▶ **Exercise**: Please retype each of the lines below word for word, with no changes.

▶ **Record extracts**:
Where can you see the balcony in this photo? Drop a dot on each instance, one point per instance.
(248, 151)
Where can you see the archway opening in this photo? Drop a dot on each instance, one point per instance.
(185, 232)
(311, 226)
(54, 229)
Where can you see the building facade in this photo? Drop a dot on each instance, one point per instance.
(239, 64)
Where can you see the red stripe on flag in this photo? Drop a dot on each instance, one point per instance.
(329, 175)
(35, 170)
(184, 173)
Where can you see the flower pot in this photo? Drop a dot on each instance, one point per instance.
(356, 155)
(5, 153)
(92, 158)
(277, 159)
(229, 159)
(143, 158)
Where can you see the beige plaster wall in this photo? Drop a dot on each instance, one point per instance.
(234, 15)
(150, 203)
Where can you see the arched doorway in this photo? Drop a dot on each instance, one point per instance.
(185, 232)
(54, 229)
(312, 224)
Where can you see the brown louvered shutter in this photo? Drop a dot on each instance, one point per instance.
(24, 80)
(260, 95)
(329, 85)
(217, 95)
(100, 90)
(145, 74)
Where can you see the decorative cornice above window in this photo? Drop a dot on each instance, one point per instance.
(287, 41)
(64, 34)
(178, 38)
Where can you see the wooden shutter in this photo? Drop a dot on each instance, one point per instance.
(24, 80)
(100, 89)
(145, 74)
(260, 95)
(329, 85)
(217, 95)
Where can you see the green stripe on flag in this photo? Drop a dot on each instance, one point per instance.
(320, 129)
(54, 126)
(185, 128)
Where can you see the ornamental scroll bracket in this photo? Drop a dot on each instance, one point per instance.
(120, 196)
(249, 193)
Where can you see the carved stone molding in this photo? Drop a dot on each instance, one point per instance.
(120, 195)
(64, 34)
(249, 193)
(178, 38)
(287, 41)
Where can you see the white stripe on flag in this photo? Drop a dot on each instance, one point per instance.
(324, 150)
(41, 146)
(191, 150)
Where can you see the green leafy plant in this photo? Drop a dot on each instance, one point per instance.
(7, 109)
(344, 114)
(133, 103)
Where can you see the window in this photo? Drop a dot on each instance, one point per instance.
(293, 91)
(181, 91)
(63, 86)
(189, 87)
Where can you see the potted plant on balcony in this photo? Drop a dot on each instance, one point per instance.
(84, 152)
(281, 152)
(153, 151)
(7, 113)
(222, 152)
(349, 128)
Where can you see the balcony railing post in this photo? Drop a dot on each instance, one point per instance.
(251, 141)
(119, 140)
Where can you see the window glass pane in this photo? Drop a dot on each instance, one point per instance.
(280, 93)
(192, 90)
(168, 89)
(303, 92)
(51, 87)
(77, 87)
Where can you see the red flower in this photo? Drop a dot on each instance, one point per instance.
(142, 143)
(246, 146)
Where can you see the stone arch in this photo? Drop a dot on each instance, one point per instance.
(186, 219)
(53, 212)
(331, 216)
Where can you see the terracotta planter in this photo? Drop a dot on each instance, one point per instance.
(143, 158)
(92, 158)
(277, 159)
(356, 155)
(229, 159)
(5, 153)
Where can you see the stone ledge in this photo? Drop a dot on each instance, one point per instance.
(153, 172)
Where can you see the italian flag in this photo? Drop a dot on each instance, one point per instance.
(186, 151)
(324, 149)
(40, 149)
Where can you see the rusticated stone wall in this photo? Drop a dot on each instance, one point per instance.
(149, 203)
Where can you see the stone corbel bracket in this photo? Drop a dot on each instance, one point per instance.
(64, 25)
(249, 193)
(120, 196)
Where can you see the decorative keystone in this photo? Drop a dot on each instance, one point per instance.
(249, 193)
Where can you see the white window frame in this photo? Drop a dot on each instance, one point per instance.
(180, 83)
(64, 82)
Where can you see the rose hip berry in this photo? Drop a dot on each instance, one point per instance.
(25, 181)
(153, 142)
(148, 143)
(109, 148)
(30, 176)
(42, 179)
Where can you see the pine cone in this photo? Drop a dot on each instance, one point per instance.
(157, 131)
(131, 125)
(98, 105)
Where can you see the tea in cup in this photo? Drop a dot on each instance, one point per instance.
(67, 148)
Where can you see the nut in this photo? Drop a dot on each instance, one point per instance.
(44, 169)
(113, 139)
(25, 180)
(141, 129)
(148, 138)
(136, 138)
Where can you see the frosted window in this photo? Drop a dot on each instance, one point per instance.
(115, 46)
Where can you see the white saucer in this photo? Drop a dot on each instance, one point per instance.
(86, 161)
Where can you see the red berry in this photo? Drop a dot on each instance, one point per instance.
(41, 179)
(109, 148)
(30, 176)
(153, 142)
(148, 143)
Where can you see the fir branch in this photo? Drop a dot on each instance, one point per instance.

▶ **Exercise answer**:
Where can you see the balcony in this photo? Drop a dot on each instance, one point per instance.
(248, 151)
Where can you see the archway opening in this photo? Drop a dot on each instance, one point per instance.
(185, 232)
(311, 226)
(54, 229)
Where can you see the building facade in this photo? Drop a dot on each instance, one point per instance.
(239, 64)
Where can you see the red stripe on flag in this photo? Drop a dot on each instance, one point per instance.
(329, 175)
(35, 170)
(184, 173)
Where can you see the flower pot in this photo? Drop a dot on each instance, one point per instance.
(356, 155)
(5, 153)
(92, 158)
(277, 159)
(229, 159)
(143, 158)
Where can you see the beige plaster wall in this photo? Drop a dot on each instance, one point per instance.
(234, 15)
(150, 203)
Where can you see the arched doorway in this photo? Drop a dot on each instance, one point per instance.
(185, 232)
(54, 229)
(312, 224)
Where can you see the brown louvered shutter in this photo? Drop a dot on each instance, one point per instance.
(24, 80)
(260, 95)
(329, 85)
(217, 95)
(100, 90)
(145, 74)
Where can you see the decorative cornice above window in this photo? Drop a dot on each instance, one point per instance.
(287, 41)
(64, 34)
(178, 38)
Where can you see the wooden shutter in this photo? Drop a dot on each instance, one point per instance.
(24, 80)
(100, 89)
(145, 74)
(260, 95)
(329, 85)
(217, 95)
Where can you see the green stripe on flag in this photo? Drop a dot on each instance, one point per instance.
(320, 129)
(54, 126)
(185, 128)
Where can you see the ornamental scroll bracket in this photo? Drop a dot on each instance, one point per instance.
(120, 196)
(249, 193)
Where can you see the carved stone molding in this photo? Drop a dot on each instance, one point per instance.
(120, 195)
(64, 34)
(249, 193)
(178, 38)
(287, 41)
Where can you see the white stripe on flag in this photo? Drop a dot on each instance, one point per instance.
(324, 150)
(41, 146)
(191, 150)
Where can you see the green leafy plant in this photo? Drop a dot on each instance, one point per instance.
(7, 109)
(344, 114)
(133, 103)
Where can you see the window in this photo? Drop a dot on each instance, one point per instance.
(293, 91)
(181, 91)
(63, 86)
(189, 87)
Where can you see the potted plant on balcony in this photo? Drop a dot on each instance, one point per instance.
(84, 152)
(281, 152)
(153, 151)
(7, 113)
(222, 152)
(349, 128)
Where can you see the balcony railing post in this photo? Drop a dot on each instance, one point per instance.
(251, 141)
(119, 140)
Where can you see the window glass pane in this photo? Drop a dot on each instance, one point per instance.
(280, 93)
(192, 90)
(168, 89)
(303, 92)
(51, 87)
(77, 87)
Where can you see the red flower in this photo? Drop a dot on each instance, one point per instance.
(142, 143)
(246, 146)
Where can you see the stone arch in this photo? Drop a dot on each instance, one point per instance.
(186, 219)
(53, 212)
(331, 216)
Where can you see the terracotta planter in this photo? Drop a dot on each instance, one point per instance.
(143, 158)
(92, 158)
(277, 159)
(356, 155)
(229, 159)
(5, 153)
Where can you see the stone ledge in this photo? Drop a dot on each instance, one point per instance.
(153, 172)
Where can you see the italian flag in this photo? Drop a dot on each instance, one point per instance.
(186, 151)
(324, 149)
(40, 149)
Where can you see the rusticated stone wall in this photo? Drop a dot on each instance, one point per instance.
(149, 203)
Where can you see the stone corbel bracket in this photo? Drop a dot on each instance, one point per instance.
(64, 25)
(249, 193)
(120, 196)
Where can you see the decorative keystone in this photo? Drop a dot on each instance, one point per instance.
(249, 193)
Where can you see the white window frame in this photo? Drop a dot on each instance, one point per instance.
(180, 83)
(64, 82)
Where can you see the rose hip berry in this photo? Drop a dot on each instance, one point per instance.
(25, 181)
(153, 142)
(148, 143)
(109, 148)
(30, 176)
(42, 179)
Where can you see the pine cone in this photo? Drop a dot on each instance, one point per instance.
(157, 131)
(131, 125)
(98, 105)
Where can you see the tea in cup in this photo? Drop a dot on each instance, one point per instance.
(67, 148)
Where can you see the nut in this photo? Drop a dot on each instance, one point per instance.
(44, 169)
(113, 139)
(25, 180)
(141, 129)
(148, 138)
(136, 138)
Where can you see the frosted window in this photo? Drop a dot on each instance, one point per instance.
(115, 46)
Where can you see the white saucer in this photo? Drop a dot on each instance, one point per instance.
(86, 161)
Where can you see the red berry in this photo? Drop a dot on each instance, one point per instance.
(41, 179)
(109, 148)
(30, 176)
(153, 142)
(148, 143)
Where can you see the fir branch in this photo? Drop a dot on each instance, one point per instance.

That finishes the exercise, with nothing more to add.